ASSIGNED TASK: For each line in the records that contains "finial", make a copy.

Stored dataset items
[Start of Attachment]
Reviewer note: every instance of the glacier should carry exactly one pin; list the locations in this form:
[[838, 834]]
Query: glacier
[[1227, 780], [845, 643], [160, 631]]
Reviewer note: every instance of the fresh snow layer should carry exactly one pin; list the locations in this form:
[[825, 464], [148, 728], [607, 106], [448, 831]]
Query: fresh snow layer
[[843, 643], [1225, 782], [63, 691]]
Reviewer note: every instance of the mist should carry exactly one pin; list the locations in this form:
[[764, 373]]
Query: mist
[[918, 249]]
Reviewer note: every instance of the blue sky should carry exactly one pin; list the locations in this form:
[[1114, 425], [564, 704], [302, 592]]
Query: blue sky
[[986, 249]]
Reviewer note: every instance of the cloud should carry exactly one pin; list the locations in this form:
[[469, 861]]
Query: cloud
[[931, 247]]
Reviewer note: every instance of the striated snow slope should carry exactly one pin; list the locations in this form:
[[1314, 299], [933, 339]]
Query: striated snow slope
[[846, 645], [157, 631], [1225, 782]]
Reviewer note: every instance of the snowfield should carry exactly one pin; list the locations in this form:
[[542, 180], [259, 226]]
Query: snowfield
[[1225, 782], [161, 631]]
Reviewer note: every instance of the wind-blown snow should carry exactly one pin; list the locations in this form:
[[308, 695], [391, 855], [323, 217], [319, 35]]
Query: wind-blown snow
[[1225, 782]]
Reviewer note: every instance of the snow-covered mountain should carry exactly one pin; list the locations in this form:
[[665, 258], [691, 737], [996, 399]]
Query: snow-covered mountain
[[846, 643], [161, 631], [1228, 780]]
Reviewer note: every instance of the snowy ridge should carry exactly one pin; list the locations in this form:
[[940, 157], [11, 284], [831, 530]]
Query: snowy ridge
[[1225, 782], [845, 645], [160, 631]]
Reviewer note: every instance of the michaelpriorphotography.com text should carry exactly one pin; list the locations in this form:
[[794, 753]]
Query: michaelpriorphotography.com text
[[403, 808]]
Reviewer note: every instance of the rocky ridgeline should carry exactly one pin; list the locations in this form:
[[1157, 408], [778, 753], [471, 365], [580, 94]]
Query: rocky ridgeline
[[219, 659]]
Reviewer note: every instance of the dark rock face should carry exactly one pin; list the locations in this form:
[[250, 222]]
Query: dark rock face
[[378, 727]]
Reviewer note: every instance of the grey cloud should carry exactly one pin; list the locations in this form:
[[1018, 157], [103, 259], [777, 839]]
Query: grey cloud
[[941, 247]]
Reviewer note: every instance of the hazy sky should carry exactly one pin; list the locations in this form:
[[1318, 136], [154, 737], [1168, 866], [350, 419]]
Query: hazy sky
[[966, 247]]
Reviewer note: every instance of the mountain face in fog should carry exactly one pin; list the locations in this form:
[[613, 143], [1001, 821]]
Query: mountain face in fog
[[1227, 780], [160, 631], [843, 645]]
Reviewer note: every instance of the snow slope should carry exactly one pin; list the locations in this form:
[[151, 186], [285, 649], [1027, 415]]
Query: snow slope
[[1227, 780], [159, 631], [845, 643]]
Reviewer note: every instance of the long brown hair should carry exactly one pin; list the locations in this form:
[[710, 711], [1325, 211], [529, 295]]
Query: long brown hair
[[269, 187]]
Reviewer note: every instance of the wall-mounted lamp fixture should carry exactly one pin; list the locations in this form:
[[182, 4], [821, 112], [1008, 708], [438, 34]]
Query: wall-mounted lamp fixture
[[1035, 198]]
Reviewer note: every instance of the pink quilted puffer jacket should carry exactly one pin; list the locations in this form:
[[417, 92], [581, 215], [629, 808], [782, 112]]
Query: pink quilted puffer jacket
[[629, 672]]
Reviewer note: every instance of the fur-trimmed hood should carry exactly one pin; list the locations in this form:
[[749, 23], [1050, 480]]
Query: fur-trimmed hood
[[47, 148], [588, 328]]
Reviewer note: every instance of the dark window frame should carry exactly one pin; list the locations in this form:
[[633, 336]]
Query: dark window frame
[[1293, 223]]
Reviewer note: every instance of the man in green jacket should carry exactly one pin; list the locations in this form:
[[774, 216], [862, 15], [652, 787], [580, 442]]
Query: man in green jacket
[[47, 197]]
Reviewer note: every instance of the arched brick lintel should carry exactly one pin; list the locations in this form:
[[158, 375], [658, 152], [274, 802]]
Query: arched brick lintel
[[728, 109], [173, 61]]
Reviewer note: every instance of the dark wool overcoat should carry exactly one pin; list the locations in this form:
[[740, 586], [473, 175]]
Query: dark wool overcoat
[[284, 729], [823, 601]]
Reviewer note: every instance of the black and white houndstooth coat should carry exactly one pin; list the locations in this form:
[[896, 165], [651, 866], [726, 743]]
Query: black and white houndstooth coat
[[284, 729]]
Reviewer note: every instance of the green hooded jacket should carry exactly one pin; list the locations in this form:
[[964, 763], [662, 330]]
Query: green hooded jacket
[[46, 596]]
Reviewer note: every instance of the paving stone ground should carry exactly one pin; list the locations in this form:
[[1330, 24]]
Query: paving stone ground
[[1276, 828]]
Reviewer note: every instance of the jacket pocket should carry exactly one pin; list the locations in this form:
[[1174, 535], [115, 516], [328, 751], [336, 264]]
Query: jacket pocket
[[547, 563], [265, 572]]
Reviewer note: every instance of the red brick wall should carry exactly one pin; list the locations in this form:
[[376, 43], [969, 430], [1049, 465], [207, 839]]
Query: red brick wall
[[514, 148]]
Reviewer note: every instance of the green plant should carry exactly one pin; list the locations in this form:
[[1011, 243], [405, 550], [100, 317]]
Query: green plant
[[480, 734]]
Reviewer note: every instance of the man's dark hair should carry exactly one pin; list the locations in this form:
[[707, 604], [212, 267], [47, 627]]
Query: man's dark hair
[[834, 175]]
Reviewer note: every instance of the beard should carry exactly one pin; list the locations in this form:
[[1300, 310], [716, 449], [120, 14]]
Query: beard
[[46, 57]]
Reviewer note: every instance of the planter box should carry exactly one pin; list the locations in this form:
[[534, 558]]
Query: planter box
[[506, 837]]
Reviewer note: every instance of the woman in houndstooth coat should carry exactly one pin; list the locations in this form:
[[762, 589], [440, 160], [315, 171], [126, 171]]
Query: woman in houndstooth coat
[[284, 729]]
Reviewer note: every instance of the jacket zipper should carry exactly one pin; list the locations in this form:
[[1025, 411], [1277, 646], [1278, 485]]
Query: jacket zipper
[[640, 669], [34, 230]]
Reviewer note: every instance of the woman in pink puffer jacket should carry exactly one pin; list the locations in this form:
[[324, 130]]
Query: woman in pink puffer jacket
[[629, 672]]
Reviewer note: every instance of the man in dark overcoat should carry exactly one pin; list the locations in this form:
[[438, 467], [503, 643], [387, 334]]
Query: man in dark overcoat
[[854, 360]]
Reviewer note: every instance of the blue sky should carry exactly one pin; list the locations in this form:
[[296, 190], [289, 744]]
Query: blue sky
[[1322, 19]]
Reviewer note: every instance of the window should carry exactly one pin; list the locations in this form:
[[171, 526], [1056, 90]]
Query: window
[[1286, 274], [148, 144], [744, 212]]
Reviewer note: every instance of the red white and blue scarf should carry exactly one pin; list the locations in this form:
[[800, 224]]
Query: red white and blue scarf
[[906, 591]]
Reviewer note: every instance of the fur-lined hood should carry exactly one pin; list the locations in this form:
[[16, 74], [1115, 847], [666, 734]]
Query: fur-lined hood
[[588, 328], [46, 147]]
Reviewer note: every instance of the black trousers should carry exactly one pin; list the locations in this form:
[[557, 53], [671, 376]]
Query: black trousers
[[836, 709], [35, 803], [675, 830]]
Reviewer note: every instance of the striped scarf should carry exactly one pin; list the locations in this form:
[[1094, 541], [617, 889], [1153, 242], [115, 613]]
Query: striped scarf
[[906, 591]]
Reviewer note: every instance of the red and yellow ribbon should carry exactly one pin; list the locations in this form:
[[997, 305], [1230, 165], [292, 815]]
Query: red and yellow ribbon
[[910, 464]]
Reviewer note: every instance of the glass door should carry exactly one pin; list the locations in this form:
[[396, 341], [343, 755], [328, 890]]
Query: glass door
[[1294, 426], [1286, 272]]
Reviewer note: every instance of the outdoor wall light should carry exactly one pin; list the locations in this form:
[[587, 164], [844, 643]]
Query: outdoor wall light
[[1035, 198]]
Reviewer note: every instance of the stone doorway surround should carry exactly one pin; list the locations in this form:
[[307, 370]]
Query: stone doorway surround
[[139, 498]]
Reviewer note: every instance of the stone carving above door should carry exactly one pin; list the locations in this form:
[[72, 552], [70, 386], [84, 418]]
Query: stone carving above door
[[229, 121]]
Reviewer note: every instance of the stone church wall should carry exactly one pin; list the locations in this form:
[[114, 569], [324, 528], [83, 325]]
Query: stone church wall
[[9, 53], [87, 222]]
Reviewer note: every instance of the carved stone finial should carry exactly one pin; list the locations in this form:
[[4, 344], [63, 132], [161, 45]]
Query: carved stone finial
[End of Attachment]
EXERCISE SOLUTION:
Reviewer note: every instance of the carved stone finial should carry exactly one pin; list the locations in this form:
Query: carved stone finial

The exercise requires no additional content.